Exercise task A:
Answer these questions from the article on the Team Services outage, one line each, marked (i), (ii), (iii):
(i) How long did the outage of Team Services last?
(ii) How much RAM did SQL Server 2014 predict the query would require?
(iii) What position does Brian Harry hold at Microsoft?
Exercise task B:
Reproduce word for word the stretch of the article on the Team Services outage from "The crucial SQL" through "FOR (@partitionId UNKNOWN))".
Exercise task C:
Recast the paragraph of the article on the Team Services outage that begins "The problem lies in the rewritten cardinality estimator" as a short bulleted list that keeps its main facts.

Microsoft techies have pinpointed the SQL query that smashed the software giant's Visual Studio Team Services offline for several hours.
It appears the query triggered a crippling SQL Server 2014 bug that Redmond is now trying to fix.
Last week, Microsoft's cloud-based Team Services suffered a five-hour outage, leaving programmers unable to access or manage their accounts. Team Services provides tools for sharing code, tracking changes, testing builds, and so on ... when it's working, of course.
In the immediate aftermath, we were told the downtime's culprit was "an SQL stored procedure that ... was allocating too much memory," and thus overwhelmed the service's database machines. That troublesome SQL query was working fine on Microsoft's SQL Server 2008, but jumped the tracks when engineers reconfigured their systems to run the procedure on SQL Server 2014.
The problem lies in the rewritten cardinality estimator in SQL Server 2014. Cardinality estimation is supposed to improve a database's performance by predicting the number of rows a query is going to return, and allocating resources early. This means the server can grab the memory it needs before getting stuck into executing the SQL statement, thus avoiding the need to allocate chunks in memory on-the-fly (which can introduce deadlocks and other slowdowns) or swapping to disk (which destroys performance).
The crucial SQL query – used by Team Services to handle customer accounts, identities, authorizations – is supposed to pull up one row, and it looks like this:
SELECT TOP 1 @collidingAccountName = ids.AccountName, @preExistingDomain = i.Domain, @preExistingTfidGuid = i.Id FROM #identities ids INNER LOOP JOIN tbl_Identity i WITH (INDEX=IX_tbl_Identity_AccountName_TypeId, FORCESEEK, UPDLOCK, HOLDLOCK) ON i.PartitionId = @partitionId AND i.AccountName = ids.AccountName AND i.Domain = ids.Domain AND i.Sid <> ids.Sid WHERE i.PartitionId = @partitionId AND ids.TypeId in (5, 6) AND i.TypeId in (5, 6) OPTION (OPTIMIZE FOR (@partitionId UNKNOWN))
This caused SQL Server 2014 to predict that the query would return many, many more rows than the single one needed. In fact, the software thought it would require 3.5GB of RAM, rather than a very small amount, to cope with the request, which is bad news on a machine with 48GB of RAM. This query caused servers to run out of memory quickly, and leave customers unable to access their accounts.
As a quick fix, Redmond engineers changed the last line of the above procedure to:
OPTION (OPTIMIZE FOR (@partitionId UNKNOWN), MAX_GRANT_PERCENT = 1)
This forced the cardinality estimator to, at most, reserve just one per cent of the memory it thinks it's going to need, which is more than enough.
"In the SQL Server 2014 query optimizer, [Microsoft engineers] made significant changes to the cardinality estimation. I’m sure they were improvements but not for this query," blogged Brian Harry, Microsoft's vice president for cloud developer services.

Dataset extract:
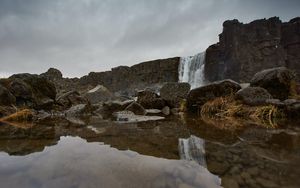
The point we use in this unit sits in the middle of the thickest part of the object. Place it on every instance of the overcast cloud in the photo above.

Exercise result A:
(i) Five hours.
(ii) 3.5GB.
(iii) Vice president for cloud developer services.

Exercise result B:
The crucial SQL query – used by Team Services to handle customer accounts, identities, authorizations – is supposed to pull up one row, and it looks like this:
SELECT TOP 1 @collidingAccountName = ids.AccountName, @preExistingDomain = i.Domain, @preExistingTfidGuid = i.Id FROM #identities ids INNER LOOP JOIN tbl_Identity i WITH (INDEX=IX_tbl_Identity_AccountName_TypeId, FORCESEEK, UPDLOCK, HOLDLOCK) ON i.PartitionId = @partitionId AND i.AccountName = ids.AccountName AND i.Domain = ids.Domain AND i.Sid <> ids.Sid WHERE i.PartitionId = @partitionId AND ids.TypeId in (5, 6) AND i.TypeId in (5, 6) OPTION (OPTIMIZE FOR (@partitionId UNKNOWN))

Exercise result C:
- The problem lies in SQL Server 2014's rewritten cardinality estimator.
- Cardinality estimation is meant to improve database performance by predicting how many rows a query will return and allocating resources early.
- This lets the server claim the memory it needs before executing the SQL statement.
- It avoids allocating memory on the fly, which can cause deadlocks and other slowdowns, and swapping to disk, which destroys performance.